▸ INSTRUCTION: Every entry that follows should be repeated exactly; drop the images.

/---

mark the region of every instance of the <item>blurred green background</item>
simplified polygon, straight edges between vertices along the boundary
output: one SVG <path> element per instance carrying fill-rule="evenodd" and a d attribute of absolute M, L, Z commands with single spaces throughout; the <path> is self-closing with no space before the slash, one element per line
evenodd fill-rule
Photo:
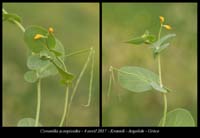
<path fill-rule="evenodd" d="M 147 46 L 124 41 L 146 29 L 158 34 L 159 16 L 176 33 L 161 55 L 163 83 L 173 91 L 167 95 L 168 111 L 186 108 L 197 121 L 197 4 L 195 3 L 103 3 L 103 126 L 157 126 L 163 113 L 163 97 L 155 91 L 129 92 L 115 83 L 109 99 L 109 67 L 141 66 L 157 72 L 157 62 Z M 117 78 L 117 76 L 116 76 Z"/>
<path fill-rule="evenodd" d="M 23 19 L 23 26 L 53 27 L 67 54 L 94 47 L 95 69 L 91 106 L 86 108 L 90 65 L 77 89 L 69 126 L 99 126 L 99 4 L 98 3 L 3 3 L 9 13 Z M 3 126 L 16 126 L 24 117 L 35 118 L 36 84 L 25 82 L 23 76 L 28 49 L 23 33 L 13 24 L 3 23 Z M 87 53 L 66 59 L 70 72 L 79 74 Z M 42 80 L 40 122 L 57 126 L 64 107 L 65 88 L 59 75 Z"/>

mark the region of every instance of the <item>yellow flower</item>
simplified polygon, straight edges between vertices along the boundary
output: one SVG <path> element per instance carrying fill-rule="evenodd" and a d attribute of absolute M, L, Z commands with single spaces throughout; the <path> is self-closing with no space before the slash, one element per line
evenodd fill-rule
<path fill-rule="evenodd" d="M 167 30 L 171 30 L 171 29 L 172 29 L 172 27 L 171 27 L 170 25 L 163 25 L 163 27 L 164 27 L 165 29 L 167 29 Z"/>
<path fill-rule="evenodd" d="M 53 30 L 53 28 L 52 27 L 49 27 L 49 33 L 53 33 L 54 32 L 54 30 Z"/>
<path fill-rule="evenodd" d="M 36 35 L 34 36 L 34 39 L 35 39 L 35 40 L 38 40 L 38 39 L 40 39 L 40 38 L 44 38 L 44 36 L 41 35 L 41 34 L 36 34 Z"/>
<path fill-rule="evenodd" d="M 164 18 L 163 16 L 159 16 L 159 18 L 160 18 L 160 23 L 161 23 L 161 24 L 164 23 L 165 18 Z"/>

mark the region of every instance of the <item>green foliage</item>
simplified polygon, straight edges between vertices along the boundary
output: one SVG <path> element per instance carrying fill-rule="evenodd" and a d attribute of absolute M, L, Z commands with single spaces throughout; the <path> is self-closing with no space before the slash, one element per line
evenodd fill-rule
<path fill-rule="evenodd" d="M 33 126 L 35 126 L 35 119 L 23 118 L 23 119 L 19 120 L 19 122 L 17 123 L 17 126 L 18 127 L 33 127 Z M 42 126 L 42 124 L 39 123 L 38 126 Z"/>
<path fill-rule="evenodd" d="M 60 73 L 62 79 L 61 83 L 63 84 L 71 84 L 72 80 L 74 79 L 74 75 L 70 72 L 64 71 L 61 67 L 59 67 L 54 61 L 51 61 L 55 67 L 57 68 L 58 72 Z"/>
<path fill-rule="evenodd" d="M 14 23 L 15 21 L 21 23 L 21 18 L 16 14 L 3 13 L 3 21 Z"/>
<path fill-rule="evenodd" d="M 38 76 L 36 74 L 36 71 L 27 71 L 25 74 L 24 74 L 24 79 L 29 82 L 29 83 L 34 83 L 37 81 L 38 79 Z"/>
<path fill-rule="evenodd" d="M 135 44 L 135 45 L 144 44 L 144 43 L 145 44 L 151 44 L 151 43 L 155 42 L 155 40 L 156 40 L 155 35 L 151 35 L 149 33 L 149 31 L 146 31 L 140 37 L 135 37 L 135 38 L 127 41 L 127 43 Z"/>
<path fill-rule="evenodd" d="M 165 87 L 160 87 L 160 85 L 156 82 L 151 82 L 150 85 L 157 91 L 159 92 L 163 92 L 163 93 L 166 93 L 166 92 L 169 92 L 169 89 L 166 89 Z"/>
<path fill-rule="evenodd" d="M 169 38 L 172 38 L 175 36 L 176 34 L 168 34 L 168 35 L 163 36 L 160 40 L 153 43 L 151 48 L 153 49 L 154 57 L 169 46 L 169 43 L 165 43 L 165 44 L 163 43 L 167 41 Z"/>
<path fill-rule="evenodd" d="M 120 85 L 132 92 L 145 92 L 154 88 L 159 92 L 167 90 L 159 87 L 159 78 L 154 72 L 141 67 L 122 67 L 118 70 Z"/>
<path fill-rule="evenodd" d="M 160 120 L 161 125 L 163 118 Z M 167 113 L 165 126 L 167 127 L 192 127 L 195 126 L 194 119 L 186 109 L 177 108 Z"/>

\---

▸ EXPECTED ANSWER:
mark the region of every instance of the <item>blurred green background</item>
simplified polygon, straight edges between vertices along the boundary
output: one SVG <path> element per instance carrying fill-rule="evenodd" and a d attribute of absolute M, L, Z commands with single spaces throughout; the <path> is self-closing with no space before the slash, one element per line
evenodd fill-rule
Photo:
<path fill-rule="evenodd" d="M 147 46 L 124 41 L 146 29 L 158 34 L 159 16 L 176 33 L 161 55 L 163 83 L 173 91 L 167 95 L 168 111 L 186 108 L 197 121 L 197 4 L 195 3 L 103 3 L 103 126 L 157 126 L 163 113 L 163 97 L 155 91 L 129 92 L 115 83 L 109 99 L 109 67 L 141 66 L 157 72 L 157 62 Z M 117 78 L 117 76 L 116 76 Z"/>
<path fill-rule="evenodd" d="M 23 19 L 23 26 L 53 27 L 67 54 L 94 47 L 95 69 L 91 106 L 86 108 L 90 65 L 77 89 L 69 126 L 99 126 L 99 4 L 98 3 L 3 3 L 9 13 Z M 3 126 L 16 126 L 24 117 L 35 118 L 36 84 L 25 82 L 23 76 L 28 49 L 23 33 L 13 24 L 3 23 Z M 87 53 L 66 59 L 70 72 L 79 74 Z M 42 80 L 40 122 L 57 126 L 64 107 L 65 88 L 59 75 Z"/>

mark the region of every instance of the <item>yellow flower</item>
simplified polygon, straight edges between vertices along the boundary
output: one SVG <path> element per instance carrying fill-rule="evenodd" and a d attribute of absolute M, L, Z commands with single spaces throughout; the <path> is self-closing with no space before the slash, one element per line
evenodd fill-rule
<path fill-rule="evenodd" d="M 167 30 L 171 30 L 171 29 L 172 29 L 172 27 L 171 27 L 170 25 L 163 25 L 163 27 L 164 27 L 165 29 L 167 29 Z"/>
<path fill-rule="evenodd" d="M 53 30 L 53 28 L 52 27 L 49 27 L 49 33 L 53 33 L 54 32 L 54 30 Z"/>
<path fill-rule="evenodd" d="M 36 35 L 34 36 L 34 39 L 35 39 L 35 40 L 38 40 L 38 39 L 40 39 L 40 38 L 44 38 L 44 36 L 41 35 L 41 34 L 36 34 Z"/>
<path fill-rule="evenodd" d="M 164 18 L 163 16 L 159 16 L 159 18 L 160 18 L 160 23 L 161 23 L 161 24 L 164 23 L 165 18 Z"/>

mark the region of every instance of the <item>green foliage</item>
simplified polygon, straight edges between vertices along the boundary
output: one SVG <path> element per instance carrying fill-rule="evenodd" and a d attribute of absolute M, L, Z commands with single spaces throughout; the <path> is self-closing with no space before the slash, one element per line
evenodd fill-rule
<path fill-rule="evenodd" d="M 33 126 L 35 126 L 35 119 L 23 118 L 23 119 L 19 120 L 19 122 L 17 123 L 17 126 L 18 127 L 33 127 Z M 42 126 L 42 124 L 39 123 L 38 126 Z"/>
<path fill-rule="evenodd" d="M 60 73 L 62 79 L 61 83 L 63 84 L 71 84 L 72 80 L 74 79 L 74 75 L 70 72 L 64 71 L 61 67 L 59 67 L 54 61 L 51 61 L 55 67 L 57 68 L 58 72 Z"/>
<path fill-rule="evenodd" d="M 14 23 L 15 21 L 21 23 L 21 18 L 16 14 L 3 13 L 3 21 Z"/>
<path fill-rule="evenodd" d="M 38 76 L 36 74 L 36 71 L 27 71 L 25 74 L 24 74 L 24 79 L 29 82 L 29 83 L 34 83 L 37 81 L 38 79 Z"/>
<path fill-rule="evenodd" d="M 135 44 L 135 45 L 144 44 L 144 43 L 145 44 L 151 44 L 151 43 L 155 42 L 155 40 L 156 40 L 155 35 L 151 35 L 149 33 L 149 31 L 146 31 L 140 37 L 135 37 L 135 38 L 127 41 L 127 43 Z"/>
<path fill-rule="evenodd" d="M 165 87 L 160 87 L 160 85 L 156 82 L 151 82 L 150 85 L 157 91 L 159 92 L 163 92 L 163 93 L 166 93 L 166 92 L 169 92 L 169 89 L 166 89 Z"/>
<path fill-rule="evenodd" d="M 169 38 L 172 38 L 175 36 L 176 34 L 168 34 L 168 35 L 163 36 L 160 40 L 153 43 L 151 48 L 153 49 L 154 57 L 169 46 L 169 43 L 165 43 L 165 44 L 163 43 L 167 41 Z"/>
<path fill-rule="evenodd" d="M 120 85 L 132 92 L 145 92 L 154 88 L 159 92 L 167 90 L 159 87 L 159 78 L 154 72 L 141 67 L 122 67 L 118 70 Z"/>
<path fill-rule="evenodd" d="M 160 120 L 161 125 L 163 118 Z M 167 113 L 165 126 L 167 127 L 192 127 L 195 126 L 194 119 L 186 109 L 177 108 Z"/>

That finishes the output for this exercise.